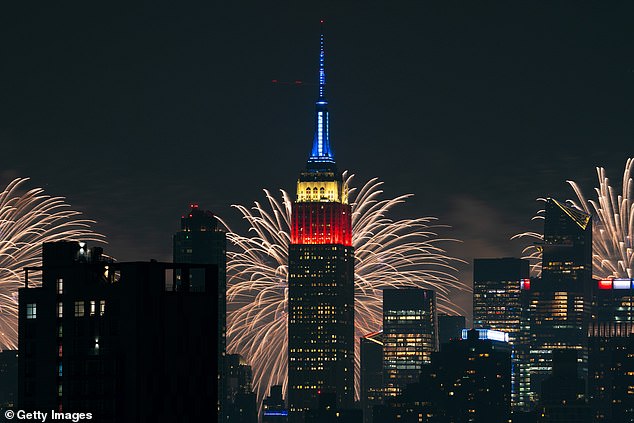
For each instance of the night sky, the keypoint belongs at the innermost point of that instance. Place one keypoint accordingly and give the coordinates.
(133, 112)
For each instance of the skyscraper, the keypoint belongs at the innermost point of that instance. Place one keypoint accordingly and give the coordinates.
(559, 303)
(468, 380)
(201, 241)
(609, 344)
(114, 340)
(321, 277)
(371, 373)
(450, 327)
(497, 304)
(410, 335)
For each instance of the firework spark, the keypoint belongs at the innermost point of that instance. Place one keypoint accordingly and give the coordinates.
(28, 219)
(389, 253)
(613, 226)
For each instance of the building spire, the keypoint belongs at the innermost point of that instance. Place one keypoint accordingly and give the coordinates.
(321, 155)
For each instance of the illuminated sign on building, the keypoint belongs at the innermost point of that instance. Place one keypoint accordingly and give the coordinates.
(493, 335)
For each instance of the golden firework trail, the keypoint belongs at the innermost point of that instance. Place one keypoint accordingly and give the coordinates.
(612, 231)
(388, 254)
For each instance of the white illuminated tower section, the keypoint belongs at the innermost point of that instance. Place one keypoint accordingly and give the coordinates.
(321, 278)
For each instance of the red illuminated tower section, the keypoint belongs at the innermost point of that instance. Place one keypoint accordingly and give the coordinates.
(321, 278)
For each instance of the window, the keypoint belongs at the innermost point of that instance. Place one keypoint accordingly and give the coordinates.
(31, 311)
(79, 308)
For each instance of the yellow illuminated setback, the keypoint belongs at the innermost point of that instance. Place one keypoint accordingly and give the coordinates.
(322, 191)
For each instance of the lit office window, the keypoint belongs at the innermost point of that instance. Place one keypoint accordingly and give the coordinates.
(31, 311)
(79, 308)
__________
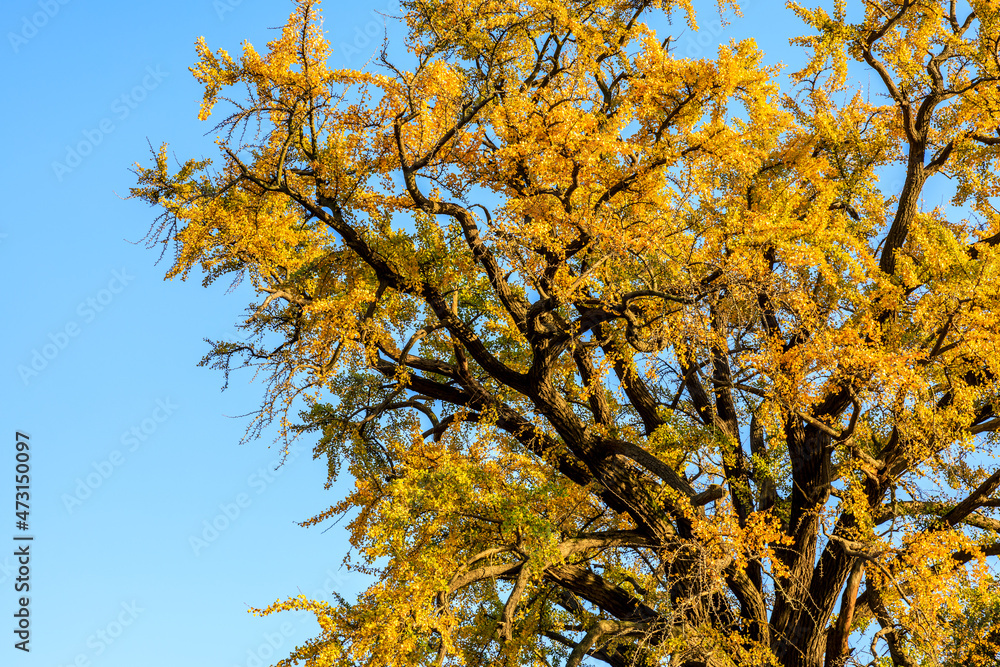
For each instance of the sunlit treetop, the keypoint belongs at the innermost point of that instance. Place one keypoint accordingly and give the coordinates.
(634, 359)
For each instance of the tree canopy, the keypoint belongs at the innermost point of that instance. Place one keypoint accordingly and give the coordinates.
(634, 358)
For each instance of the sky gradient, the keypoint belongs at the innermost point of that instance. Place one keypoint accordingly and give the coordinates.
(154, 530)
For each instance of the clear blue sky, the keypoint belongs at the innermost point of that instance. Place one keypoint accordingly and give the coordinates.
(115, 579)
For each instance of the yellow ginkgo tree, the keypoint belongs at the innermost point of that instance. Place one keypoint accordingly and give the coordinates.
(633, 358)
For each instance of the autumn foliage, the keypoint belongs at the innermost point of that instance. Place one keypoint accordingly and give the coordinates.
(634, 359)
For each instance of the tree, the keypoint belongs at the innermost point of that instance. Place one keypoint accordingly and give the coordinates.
__________
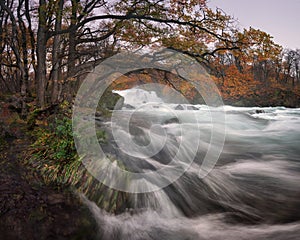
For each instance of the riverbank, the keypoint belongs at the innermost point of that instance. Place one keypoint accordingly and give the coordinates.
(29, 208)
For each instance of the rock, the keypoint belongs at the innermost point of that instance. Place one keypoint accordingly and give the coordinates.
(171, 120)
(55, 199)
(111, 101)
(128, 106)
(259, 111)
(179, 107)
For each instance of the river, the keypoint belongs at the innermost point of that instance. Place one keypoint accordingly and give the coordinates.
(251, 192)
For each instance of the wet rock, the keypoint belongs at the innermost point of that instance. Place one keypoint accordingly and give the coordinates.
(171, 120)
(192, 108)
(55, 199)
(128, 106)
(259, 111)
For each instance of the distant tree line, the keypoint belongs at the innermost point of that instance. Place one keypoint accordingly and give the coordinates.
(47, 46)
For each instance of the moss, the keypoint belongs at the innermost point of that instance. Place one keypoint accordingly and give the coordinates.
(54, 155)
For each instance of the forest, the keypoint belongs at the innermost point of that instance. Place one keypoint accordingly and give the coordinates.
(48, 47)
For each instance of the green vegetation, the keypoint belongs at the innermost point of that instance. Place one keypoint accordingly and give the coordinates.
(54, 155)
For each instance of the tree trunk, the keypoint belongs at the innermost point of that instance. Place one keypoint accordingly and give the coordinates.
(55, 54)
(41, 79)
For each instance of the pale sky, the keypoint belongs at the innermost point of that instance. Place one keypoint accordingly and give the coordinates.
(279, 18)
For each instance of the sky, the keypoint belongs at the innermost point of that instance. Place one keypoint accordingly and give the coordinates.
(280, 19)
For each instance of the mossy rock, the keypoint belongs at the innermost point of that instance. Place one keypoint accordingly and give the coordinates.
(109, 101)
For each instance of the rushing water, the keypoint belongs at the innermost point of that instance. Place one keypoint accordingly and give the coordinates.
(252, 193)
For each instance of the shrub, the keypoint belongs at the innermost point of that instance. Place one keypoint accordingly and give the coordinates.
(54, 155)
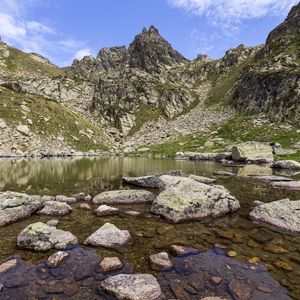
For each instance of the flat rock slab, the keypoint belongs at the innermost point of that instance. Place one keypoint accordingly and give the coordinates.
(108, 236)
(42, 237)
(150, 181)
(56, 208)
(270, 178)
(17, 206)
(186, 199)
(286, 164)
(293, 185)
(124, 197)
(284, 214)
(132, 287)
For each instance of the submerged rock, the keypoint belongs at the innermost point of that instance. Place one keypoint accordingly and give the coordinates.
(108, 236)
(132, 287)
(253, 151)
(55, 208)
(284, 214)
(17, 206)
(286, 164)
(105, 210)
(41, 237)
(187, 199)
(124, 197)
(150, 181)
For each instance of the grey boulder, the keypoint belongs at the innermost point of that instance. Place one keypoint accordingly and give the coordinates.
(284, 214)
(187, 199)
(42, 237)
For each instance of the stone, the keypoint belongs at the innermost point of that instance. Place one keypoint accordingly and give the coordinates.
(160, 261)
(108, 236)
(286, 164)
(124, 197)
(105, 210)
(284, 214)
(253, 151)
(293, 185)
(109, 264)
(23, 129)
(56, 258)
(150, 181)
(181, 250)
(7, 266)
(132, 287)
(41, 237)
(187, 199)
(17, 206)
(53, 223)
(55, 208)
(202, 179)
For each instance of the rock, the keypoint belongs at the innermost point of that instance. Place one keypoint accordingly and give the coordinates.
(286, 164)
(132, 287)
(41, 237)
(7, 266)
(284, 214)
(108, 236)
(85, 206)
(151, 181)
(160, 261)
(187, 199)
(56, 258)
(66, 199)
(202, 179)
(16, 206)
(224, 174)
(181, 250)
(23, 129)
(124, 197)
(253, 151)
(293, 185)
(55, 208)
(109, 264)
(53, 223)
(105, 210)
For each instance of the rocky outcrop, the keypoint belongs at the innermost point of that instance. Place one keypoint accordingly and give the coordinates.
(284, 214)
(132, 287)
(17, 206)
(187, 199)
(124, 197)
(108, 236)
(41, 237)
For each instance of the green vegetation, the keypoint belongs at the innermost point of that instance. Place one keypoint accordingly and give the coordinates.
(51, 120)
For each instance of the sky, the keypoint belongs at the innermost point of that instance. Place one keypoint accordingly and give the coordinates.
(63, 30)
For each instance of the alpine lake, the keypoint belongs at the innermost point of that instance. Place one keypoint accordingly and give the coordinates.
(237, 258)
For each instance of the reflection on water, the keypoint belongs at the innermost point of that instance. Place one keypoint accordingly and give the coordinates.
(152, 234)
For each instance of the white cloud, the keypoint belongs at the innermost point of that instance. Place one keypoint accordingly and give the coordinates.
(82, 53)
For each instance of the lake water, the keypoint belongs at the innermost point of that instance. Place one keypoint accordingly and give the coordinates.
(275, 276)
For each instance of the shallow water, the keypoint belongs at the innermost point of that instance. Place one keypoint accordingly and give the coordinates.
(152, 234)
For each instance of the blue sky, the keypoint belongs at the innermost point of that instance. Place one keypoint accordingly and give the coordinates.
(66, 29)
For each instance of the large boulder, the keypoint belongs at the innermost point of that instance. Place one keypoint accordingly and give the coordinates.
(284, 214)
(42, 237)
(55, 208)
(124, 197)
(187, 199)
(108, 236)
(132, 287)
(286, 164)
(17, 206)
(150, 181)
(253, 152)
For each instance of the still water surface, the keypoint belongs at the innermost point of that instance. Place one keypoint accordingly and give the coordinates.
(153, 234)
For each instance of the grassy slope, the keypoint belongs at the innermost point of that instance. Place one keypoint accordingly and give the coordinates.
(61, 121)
__________
Goal of the exercise: Collect every line of the records above that contains the word "window", treating uppercase and lowercase as different.

Answer to this exercise:
For each instance of the window, the keypoint belongs at the innermost point of that instance. Place one keypoint accordingly and give the coordinates.
For each instance of the lit office window, the keypoint belongs at the innermost point of that instance. Place one keypoint accordingly and give the coordinates.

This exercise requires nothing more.